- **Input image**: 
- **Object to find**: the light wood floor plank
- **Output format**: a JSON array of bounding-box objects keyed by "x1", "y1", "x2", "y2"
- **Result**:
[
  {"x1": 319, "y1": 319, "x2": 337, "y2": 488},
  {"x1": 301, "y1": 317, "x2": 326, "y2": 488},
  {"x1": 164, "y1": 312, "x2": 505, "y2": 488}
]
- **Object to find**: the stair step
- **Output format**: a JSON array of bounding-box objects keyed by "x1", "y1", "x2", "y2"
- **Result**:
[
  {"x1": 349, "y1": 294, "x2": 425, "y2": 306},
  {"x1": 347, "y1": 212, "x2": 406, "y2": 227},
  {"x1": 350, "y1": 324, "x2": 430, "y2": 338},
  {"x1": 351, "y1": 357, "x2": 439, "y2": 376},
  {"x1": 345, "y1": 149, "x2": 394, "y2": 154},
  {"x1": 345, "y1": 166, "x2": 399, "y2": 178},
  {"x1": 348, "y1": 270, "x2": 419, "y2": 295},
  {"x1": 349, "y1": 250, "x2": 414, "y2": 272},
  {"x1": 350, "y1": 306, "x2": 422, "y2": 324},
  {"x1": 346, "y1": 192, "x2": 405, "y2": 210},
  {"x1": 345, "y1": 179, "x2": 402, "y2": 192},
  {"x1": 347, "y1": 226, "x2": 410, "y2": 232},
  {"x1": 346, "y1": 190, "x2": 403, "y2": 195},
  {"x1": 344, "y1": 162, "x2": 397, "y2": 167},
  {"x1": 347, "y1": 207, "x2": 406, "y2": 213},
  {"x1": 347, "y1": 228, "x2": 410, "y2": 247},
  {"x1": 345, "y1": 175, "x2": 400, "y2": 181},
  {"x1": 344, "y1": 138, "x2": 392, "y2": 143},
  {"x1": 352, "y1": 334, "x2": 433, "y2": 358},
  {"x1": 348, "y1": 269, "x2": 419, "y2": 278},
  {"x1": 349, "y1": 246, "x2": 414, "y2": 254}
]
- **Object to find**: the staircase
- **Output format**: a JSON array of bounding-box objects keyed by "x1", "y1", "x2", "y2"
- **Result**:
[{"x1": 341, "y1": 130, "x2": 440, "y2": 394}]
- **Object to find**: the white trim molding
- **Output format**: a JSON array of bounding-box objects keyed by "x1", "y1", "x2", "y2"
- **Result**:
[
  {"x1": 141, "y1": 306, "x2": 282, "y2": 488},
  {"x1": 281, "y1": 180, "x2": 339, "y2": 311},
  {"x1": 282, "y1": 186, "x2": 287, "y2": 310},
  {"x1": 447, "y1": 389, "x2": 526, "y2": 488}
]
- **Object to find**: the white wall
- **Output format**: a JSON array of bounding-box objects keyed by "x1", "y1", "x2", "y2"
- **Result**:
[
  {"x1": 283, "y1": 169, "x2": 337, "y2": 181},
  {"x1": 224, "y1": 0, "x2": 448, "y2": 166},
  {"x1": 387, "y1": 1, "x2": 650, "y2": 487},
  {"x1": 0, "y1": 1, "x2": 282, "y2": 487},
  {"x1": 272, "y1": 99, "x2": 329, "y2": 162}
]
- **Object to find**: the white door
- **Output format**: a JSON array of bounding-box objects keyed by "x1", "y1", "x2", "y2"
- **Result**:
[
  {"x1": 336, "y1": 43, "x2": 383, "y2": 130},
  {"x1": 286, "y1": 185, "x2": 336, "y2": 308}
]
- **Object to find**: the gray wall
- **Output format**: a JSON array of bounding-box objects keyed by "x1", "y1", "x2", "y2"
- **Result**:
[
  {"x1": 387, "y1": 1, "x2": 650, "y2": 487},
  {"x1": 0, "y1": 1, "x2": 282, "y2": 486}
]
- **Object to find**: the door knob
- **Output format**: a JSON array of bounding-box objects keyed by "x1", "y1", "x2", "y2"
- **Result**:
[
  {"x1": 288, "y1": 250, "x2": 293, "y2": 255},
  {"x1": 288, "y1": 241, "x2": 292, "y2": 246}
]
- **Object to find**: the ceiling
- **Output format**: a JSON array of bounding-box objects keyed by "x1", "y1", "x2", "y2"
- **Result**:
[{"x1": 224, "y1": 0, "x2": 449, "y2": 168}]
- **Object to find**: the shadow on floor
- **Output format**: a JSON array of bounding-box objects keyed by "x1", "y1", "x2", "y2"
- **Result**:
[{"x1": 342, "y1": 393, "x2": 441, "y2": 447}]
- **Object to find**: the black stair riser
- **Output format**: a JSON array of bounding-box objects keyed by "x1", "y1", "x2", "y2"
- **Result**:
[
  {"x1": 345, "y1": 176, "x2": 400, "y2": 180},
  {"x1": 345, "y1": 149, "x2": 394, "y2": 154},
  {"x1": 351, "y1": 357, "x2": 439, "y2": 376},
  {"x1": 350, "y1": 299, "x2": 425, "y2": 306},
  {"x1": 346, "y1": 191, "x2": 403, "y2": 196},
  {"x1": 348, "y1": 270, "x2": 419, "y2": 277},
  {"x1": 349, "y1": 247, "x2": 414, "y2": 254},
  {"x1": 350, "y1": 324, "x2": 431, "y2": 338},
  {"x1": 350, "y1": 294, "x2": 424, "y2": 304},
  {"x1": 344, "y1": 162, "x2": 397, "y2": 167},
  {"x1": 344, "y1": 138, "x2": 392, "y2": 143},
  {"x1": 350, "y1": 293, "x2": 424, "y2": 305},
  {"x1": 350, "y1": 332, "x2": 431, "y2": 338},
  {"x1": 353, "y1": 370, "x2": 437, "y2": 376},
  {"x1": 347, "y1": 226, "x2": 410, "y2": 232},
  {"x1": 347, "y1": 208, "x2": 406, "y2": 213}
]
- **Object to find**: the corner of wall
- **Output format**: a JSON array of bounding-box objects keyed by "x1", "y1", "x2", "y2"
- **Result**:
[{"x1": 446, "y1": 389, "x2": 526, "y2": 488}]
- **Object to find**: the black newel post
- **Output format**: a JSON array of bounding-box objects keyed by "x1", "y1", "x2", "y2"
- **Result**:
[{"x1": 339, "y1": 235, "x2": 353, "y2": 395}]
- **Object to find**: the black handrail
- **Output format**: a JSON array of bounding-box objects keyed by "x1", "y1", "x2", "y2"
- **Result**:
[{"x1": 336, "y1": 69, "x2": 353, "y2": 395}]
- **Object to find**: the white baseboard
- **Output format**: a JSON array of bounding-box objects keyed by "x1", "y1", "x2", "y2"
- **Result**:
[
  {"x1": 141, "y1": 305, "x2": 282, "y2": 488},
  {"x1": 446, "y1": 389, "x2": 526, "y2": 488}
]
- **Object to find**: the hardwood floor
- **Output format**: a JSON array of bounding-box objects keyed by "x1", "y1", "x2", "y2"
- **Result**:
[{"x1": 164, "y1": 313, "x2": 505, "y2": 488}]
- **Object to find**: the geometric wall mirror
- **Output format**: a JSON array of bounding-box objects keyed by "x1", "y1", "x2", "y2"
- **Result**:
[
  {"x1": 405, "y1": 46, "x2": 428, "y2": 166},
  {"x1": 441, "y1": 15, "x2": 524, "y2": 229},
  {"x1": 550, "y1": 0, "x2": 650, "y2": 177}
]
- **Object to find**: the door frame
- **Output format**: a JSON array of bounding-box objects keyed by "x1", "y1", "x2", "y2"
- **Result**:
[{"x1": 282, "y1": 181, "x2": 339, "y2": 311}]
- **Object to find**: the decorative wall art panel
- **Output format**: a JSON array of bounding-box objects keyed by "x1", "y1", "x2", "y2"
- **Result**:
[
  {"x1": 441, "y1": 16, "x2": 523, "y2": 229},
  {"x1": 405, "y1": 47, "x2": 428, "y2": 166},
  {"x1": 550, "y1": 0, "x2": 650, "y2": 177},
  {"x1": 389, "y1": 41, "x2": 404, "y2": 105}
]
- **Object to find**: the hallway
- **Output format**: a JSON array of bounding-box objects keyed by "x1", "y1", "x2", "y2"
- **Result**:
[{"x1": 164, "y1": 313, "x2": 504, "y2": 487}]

▸ Instructions to follow:
Only lines containing the string "floor" are needed. Pull each of them out of the records above.

▸ Written answer:
- **Object to find**: the light wood floor plank
- **Object to find**: the shadow on floor
- **Object to find**: the hardwood floor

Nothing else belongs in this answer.